→ EXERCISE:
Below are lines of data, and only some are wanted. Please repeat exactly those from the line that has "Put a marker on every instance of the alloy" through the line that has "Put a marker on every instance of the taillight, body".

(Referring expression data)

=== Section Start ===

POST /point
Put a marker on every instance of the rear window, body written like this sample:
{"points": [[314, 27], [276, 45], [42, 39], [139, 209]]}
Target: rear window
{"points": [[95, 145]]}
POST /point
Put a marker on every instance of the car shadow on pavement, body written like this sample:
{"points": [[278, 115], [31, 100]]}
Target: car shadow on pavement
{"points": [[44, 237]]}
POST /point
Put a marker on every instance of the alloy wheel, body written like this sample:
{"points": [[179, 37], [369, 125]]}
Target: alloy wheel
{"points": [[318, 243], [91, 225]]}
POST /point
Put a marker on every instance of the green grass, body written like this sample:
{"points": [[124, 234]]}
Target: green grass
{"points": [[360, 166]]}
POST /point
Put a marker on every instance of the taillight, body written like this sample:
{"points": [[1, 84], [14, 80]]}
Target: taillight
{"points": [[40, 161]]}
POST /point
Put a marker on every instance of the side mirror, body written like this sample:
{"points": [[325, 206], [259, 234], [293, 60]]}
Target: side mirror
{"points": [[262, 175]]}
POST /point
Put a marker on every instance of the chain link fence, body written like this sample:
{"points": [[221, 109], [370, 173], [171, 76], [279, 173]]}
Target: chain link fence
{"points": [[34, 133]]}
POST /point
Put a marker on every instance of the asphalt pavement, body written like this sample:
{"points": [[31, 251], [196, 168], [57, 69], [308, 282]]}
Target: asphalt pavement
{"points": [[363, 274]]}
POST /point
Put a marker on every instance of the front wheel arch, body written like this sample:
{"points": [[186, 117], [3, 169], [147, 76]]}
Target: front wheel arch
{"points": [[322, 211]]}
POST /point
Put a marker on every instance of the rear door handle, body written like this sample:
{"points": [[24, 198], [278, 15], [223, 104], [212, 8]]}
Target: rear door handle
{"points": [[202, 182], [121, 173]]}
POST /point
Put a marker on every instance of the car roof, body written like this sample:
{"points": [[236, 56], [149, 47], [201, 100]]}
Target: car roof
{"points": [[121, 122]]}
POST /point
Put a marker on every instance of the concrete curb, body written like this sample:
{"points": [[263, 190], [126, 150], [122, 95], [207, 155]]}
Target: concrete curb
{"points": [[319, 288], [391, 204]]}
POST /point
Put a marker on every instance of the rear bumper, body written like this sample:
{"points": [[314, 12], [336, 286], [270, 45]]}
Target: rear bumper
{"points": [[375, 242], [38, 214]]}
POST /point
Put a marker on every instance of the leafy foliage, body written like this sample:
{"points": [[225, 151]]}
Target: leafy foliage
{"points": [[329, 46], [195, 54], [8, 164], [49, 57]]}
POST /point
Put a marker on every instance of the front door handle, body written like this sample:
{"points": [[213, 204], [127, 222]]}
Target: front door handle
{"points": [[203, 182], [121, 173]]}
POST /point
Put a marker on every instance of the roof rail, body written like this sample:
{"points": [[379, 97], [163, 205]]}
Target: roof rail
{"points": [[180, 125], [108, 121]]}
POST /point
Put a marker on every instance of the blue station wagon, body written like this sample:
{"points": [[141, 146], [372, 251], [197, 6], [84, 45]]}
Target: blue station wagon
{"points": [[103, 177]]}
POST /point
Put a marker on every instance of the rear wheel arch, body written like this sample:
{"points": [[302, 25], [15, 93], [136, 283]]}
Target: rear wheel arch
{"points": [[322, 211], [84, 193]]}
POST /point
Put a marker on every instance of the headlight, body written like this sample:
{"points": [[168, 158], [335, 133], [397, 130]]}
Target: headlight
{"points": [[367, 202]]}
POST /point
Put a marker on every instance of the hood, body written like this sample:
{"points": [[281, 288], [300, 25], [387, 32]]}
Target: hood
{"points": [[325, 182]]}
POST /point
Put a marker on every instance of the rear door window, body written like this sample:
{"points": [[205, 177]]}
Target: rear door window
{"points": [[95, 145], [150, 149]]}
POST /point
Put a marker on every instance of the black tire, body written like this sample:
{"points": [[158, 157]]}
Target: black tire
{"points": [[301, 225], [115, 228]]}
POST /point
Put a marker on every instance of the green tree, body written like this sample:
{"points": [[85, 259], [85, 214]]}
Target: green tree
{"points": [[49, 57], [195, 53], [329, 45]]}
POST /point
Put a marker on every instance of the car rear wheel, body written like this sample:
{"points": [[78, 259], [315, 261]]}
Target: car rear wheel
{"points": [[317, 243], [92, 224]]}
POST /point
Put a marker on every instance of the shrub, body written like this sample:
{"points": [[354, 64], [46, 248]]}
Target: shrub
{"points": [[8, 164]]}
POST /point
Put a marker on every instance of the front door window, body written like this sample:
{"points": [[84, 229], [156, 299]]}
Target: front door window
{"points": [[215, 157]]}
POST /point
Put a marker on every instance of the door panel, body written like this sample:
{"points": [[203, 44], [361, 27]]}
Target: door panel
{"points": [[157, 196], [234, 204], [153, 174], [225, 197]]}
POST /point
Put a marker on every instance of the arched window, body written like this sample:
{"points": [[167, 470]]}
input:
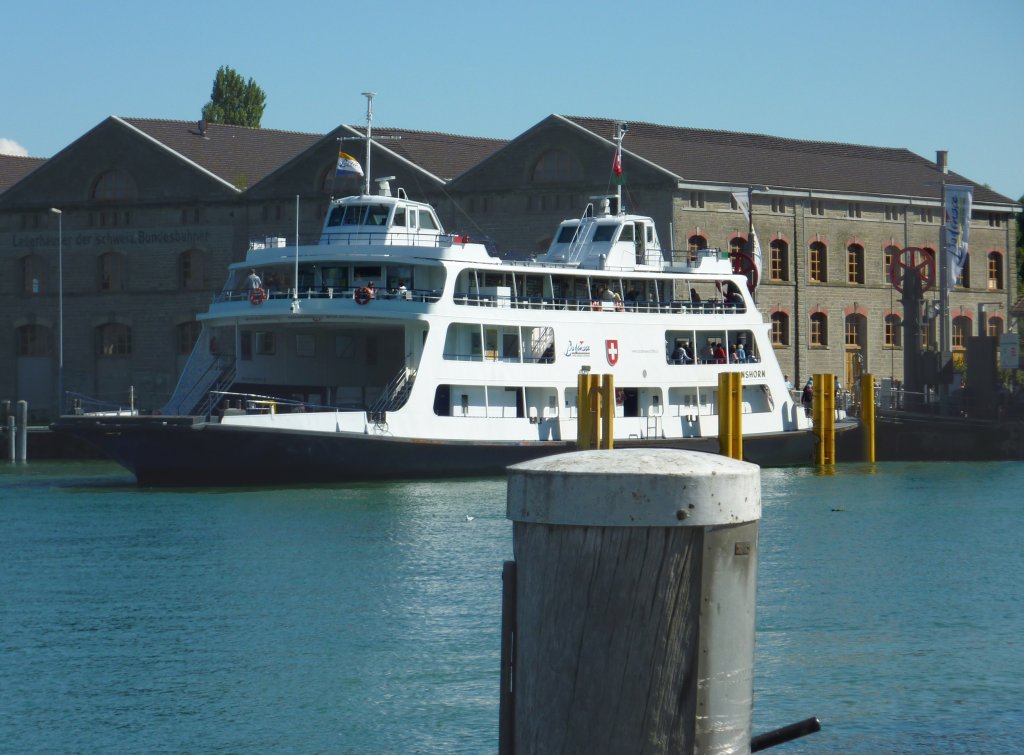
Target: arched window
{"points": [[556, 166], [34, 340], [856, 331], [960, 333], [695, 243], [112, 271], [888, 255], [778, 260], [192, 269], [994, 271], [187, 334], [894, 331], [964, 280], [113, 339], [855, 264], [818, 267], [779, 329], [33, 275], [819, 330], [114, 184]]}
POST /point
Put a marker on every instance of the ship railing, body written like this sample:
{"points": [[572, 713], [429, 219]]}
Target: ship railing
{"points": [[229, 402], [525, 359], [691, 258], [574, 252], [678, 306], [81, 404], [392, 238]]}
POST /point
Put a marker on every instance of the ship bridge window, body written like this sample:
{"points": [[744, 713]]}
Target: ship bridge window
{"points": [[376, 215], [475, 342], [428, 221]]}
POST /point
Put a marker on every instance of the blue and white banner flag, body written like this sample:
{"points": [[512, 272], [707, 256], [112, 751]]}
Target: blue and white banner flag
{"points": [[347, 165], [740, 200], [957, 226]]}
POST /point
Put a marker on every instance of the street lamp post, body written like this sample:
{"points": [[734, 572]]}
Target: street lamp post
{"points": [[59, 215]]}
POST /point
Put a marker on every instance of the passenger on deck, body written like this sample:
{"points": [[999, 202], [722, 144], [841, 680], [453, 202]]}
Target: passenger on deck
{"points": [[733, 296]]}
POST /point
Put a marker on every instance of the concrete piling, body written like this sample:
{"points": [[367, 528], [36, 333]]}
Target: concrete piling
{"points": [[634, 605]]}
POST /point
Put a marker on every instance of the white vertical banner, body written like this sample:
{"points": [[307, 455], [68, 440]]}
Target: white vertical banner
{"points": [[957, 229], [741, 201]]}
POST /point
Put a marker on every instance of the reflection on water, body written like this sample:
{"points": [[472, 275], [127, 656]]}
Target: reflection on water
{"points": [[365, 618]]}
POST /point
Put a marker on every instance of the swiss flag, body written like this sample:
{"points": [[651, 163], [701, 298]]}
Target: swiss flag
{"points": [[611, 350]]}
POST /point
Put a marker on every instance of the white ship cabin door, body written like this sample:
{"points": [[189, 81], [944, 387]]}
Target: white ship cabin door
{"points": [[639, 242]]}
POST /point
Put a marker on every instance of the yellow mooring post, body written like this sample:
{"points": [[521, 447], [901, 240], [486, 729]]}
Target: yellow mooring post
{"points": [[584, 418], [867, 415], [730, 415], [595, 411], [824, 417], [605, 437]]}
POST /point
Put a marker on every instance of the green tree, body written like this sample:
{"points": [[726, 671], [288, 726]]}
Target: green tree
{"points": [[233, 100]]}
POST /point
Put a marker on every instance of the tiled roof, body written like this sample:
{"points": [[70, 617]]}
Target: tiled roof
{"points": [[741, 159], [238, 155], [13, 169], [444, 156]]}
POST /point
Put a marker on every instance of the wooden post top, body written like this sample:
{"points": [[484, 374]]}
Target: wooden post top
{"points": [[635, 488]]}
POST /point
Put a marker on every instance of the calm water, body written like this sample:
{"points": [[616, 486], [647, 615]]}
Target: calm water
{"points": [[365, 619]]}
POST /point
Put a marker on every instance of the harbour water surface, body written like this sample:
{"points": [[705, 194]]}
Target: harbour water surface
{"points": [[365, 618]]}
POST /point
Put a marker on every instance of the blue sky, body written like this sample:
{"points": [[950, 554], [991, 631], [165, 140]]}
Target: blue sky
{"points": [[930, 76]]}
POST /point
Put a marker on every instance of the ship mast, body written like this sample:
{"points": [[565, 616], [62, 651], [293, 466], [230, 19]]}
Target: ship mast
{"points": [[621, 129], [370, 118]]}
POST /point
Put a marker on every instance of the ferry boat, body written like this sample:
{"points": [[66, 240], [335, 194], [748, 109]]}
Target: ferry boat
{"points": [[391, 348]]}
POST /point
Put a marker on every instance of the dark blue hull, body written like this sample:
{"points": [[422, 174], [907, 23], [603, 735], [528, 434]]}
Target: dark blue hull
{"points": [[187, 451]]}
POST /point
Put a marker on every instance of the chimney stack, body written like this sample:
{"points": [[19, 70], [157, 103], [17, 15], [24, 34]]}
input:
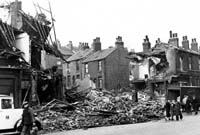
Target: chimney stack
{"points": [[194, 45], [96, 45], [185, 43], [119, 42], [70, 45], [173, 39], [16, 17], [146, 45]]}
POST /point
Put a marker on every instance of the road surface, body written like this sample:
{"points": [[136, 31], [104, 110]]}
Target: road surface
{"points": [[190, 125]]}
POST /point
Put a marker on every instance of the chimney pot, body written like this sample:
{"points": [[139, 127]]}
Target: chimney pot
{"points": [[146, 44], [170, 34]]}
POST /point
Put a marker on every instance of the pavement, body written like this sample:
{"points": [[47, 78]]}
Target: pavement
{"points": [[190, 125]]}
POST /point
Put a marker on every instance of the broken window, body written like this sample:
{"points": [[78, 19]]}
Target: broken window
{"points": [[77, 76], [99, 65], [68, 80], [100, 82], [86, 68], [181, 63], [199, 63], [77, 66], [190, 63]]}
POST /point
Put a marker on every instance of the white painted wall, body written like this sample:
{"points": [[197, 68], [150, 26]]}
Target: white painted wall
{"points": [[144, 69], [22, 42]]}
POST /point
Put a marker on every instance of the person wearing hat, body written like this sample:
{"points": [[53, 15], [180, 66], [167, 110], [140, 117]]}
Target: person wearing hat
{"points": [[27, 119]]}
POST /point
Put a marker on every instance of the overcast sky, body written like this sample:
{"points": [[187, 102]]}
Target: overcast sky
{"points": [[83, 20]]}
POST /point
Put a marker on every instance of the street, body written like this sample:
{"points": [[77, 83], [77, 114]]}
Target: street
{"points": [[188, 126]]}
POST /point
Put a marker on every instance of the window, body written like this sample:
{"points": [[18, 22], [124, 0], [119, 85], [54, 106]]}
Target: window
{"points": [[99, 65], [100, 82], [6, 104], [67, 69], [199, 63], [86, 68], [73, 79], [77, 76], [68, 80], [181, 63], [77, 66], [190, 63]]}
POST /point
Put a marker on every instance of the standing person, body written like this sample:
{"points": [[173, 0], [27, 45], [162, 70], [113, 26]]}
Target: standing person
{"points": [[167, 110], [177, 109], [27, 119], [184, 102], [195, 105], [188, 105], [172, 109]]}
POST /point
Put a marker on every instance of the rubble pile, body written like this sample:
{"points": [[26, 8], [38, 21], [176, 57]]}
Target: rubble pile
{"points": [[98, 109]]}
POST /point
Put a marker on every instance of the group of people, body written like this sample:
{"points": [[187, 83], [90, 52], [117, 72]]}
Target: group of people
{"points": [[173, 110], [190, 104]]}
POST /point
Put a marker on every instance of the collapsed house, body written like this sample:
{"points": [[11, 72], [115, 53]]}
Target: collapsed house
{"points": [[23, 43], [167, 70], [104, 68]]}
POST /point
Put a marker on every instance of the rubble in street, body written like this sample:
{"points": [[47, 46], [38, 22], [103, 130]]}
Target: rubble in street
{"points": [[96, 110]]}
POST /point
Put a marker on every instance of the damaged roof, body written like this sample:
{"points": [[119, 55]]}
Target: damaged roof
{"points": [[66, 51], [99, 55], [80, 55]]}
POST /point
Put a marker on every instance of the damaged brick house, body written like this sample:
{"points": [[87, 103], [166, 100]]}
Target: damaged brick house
{"points": [[22, 42], [108, 68], [167, 69], [74, 66]]}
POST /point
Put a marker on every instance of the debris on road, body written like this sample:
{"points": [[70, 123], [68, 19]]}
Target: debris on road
{"points": [[97, 109]]}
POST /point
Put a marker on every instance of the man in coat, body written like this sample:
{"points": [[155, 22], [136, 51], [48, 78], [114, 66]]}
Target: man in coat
{"points": [[167, 109], [195, 105], [177, 110]]}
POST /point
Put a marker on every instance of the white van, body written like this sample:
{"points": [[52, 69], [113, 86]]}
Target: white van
{"points": [[8, 114]]}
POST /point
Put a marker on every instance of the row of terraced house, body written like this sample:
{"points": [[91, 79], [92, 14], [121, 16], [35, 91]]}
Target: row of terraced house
{"points": [[165, 70]]}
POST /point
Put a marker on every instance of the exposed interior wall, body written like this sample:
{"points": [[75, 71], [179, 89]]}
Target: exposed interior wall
{"points": [[22, 42]]}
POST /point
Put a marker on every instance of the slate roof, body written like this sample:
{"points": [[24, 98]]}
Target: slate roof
{"points": [[99, 55], [66, 51], [80, 55]]}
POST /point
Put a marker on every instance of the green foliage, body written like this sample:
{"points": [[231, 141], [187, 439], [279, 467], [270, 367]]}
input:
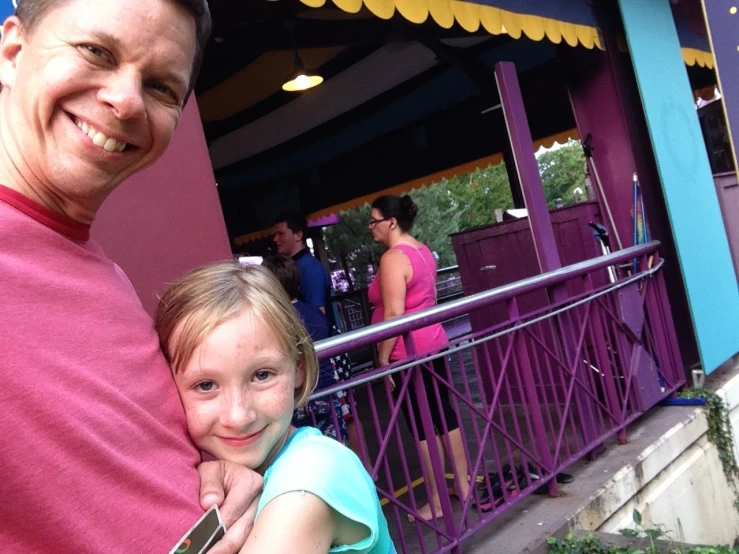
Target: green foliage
{"points": [[562, 171], [592, 545], [351, 247], [644, 538], [720, 434], [457, 204]]}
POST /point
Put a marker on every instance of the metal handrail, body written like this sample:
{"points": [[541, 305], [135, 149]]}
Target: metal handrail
{"points": [[397, 367], [442, 312]]}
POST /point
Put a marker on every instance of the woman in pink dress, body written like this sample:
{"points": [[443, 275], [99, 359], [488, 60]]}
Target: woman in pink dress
{"points": [[406, 283]]}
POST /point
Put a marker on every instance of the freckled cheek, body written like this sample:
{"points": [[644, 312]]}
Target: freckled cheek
{"points": [[201, 417]]}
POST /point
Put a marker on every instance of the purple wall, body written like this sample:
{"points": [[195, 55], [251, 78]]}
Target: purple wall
{"points": [[167, 219]]}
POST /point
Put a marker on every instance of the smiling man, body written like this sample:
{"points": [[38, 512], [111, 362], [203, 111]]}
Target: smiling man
{"points": [[95, 454]]}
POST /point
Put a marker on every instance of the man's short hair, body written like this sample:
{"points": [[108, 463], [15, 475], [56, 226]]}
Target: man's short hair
{"points": [[295, 221], [287, 273], [31, 12]]}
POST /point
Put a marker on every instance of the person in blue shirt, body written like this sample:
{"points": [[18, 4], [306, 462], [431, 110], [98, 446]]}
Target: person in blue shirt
{"points": [[242, 361], [289, 239], [326, 412]]}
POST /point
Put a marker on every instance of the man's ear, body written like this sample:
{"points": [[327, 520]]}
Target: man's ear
{"points": [[11, 45]]}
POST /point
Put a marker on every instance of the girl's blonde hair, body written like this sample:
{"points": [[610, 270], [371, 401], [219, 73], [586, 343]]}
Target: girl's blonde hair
{"points": [[206, 297]]}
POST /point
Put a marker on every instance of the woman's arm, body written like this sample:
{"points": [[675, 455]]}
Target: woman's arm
{"points": [[301, 523], [395, 272]]}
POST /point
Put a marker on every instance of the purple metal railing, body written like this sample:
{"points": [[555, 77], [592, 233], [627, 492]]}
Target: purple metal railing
{"points": [[531, 396]]}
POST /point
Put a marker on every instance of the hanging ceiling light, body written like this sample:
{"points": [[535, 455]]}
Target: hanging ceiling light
{"points": [[300, 78]]}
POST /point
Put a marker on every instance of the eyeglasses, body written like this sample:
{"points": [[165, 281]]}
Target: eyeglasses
{"points": [[374, 222]]}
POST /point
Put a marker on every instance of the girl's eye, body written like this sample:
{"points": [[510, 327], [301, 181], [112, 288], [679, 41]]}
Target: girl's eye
{"points": [[205, 386], [261, 375]]}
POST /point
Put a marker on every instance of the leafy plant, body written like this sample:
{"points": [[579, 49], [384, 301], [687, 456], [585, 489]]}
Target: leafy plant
{"points": [[590, 544], [720, 434]]}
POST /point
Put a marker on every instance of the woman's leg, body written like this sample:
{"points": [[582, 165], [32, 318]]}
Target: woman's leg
{"points": [[425, 512], [443, 408], [459, 459]]}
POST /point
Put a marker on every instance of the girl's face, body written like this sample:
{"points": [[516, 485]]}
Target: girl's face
{"points": [[238, 390]]}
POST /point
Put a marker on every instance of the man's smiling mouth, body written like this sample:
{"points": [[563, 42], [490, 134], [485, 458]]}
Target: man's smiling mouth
{"points": [[99, 139]]}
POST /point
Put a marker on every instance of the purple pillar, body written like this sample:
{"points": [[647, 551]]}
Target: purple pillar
{"points": [[722, 21], [598, 111], [525, 163], [542, 231]]}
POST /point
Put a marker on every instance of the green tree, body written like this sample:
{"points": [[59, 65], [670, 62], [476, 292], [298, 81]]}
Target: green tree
{"points": [[562, 171], [351, 248], [452, 205]]}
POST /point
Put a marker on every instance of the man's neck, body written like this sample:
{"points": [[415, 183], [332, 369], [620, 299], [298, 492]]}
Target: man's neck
{"points": [[12, 175], [51, 202], [298, 250]]}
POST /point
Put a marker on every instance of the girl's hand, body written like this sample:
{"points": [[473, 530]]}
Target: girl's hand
{"points": [[236, 490]]}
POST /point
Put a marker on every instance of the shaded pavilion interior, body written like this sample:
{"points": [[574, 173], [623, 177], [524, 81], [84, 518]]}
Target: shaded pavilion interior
{"points": [[402, 105]]}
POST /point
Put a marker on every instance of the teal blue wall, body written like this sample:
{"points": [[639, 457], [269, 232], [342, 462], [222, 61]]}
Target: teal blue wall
{"points": [[687, 183]]}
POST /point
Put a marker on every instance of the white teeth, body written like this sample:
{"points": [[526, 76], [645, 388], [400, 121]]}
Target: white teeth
{"points": [[110, 145], [99, 139]]}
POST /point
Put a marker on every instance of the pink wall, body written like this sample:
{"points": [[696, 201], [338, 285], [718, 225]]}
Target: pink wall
{"points": [[167, 219]]}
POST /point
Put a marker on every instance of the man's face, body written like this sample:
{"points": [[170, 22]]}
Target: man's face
{"points": [[94, 92], [287, 242]]}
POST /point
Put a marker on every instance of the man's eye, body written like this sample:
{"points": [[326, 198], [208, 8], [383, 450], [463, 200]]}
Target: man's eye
{"points": [[262, 375], [205, 386], [162, 89], [96, 52]]}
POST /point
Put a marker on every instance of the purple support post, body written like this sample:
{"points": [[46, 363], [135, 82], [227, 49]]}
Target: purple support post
{"points": [[722, 20], [594, 96], [525, 162], [536, 204]]}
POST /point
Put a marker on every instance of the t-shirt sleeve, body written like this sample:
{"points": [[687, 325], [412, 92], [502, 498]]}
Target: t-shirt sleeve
{"points": [[333, 473]]}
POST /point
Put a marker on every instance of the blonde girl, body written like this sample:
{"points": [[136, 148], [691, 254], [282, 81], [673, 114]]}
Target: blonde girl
{"points": [[242, 362]]}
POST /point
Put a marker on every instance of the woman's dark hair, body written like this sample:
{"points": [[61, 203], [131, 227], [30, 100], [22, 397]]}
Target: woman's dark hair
{"points": [[403, 209]]}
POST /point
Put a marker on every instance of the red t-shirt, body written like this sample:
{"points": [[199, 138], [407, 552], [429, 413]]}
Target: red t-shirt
{"points": [[94, 454]]}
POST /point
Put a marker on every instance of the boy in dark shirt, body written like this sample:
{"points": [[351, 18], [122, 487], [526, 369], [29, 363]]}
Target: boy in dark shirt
{"points": [[325, 410]]}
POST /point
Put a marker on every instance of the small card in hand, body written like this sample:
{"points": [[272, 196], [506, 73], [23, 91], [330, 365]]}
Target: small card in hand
{"points": [[208, 530]]}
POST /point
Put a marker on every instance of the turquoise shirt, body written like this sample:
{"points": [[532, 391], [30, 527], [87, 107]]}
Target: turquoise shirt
{"points": [[326, 468]]}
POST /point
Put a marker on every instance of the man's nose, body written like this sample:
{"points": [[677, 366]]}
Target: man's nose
{"points": [[123, 92]]}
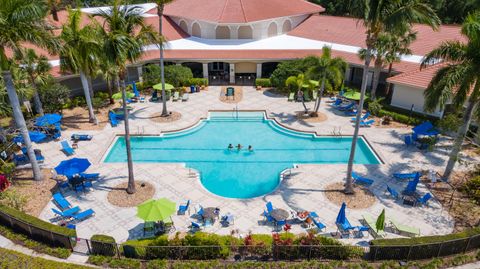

=== Section End ===

→ THE ANSWER:
Put a marker on every instance of the alloy wheel, body written like this sample:
{"points": [[179, 37], [369, 125]]}
Target: alloy wheel
{"points": [[318, 243], [91, 225]]}
POST /point
Put a marker on every instance of the green grass, body written like this sample:
{"points": [[124, 234]]}
Target: green grass
{"points": [[360, 166]]}
POST /point
Put a marker on every instance of the taillight, body written like this sample:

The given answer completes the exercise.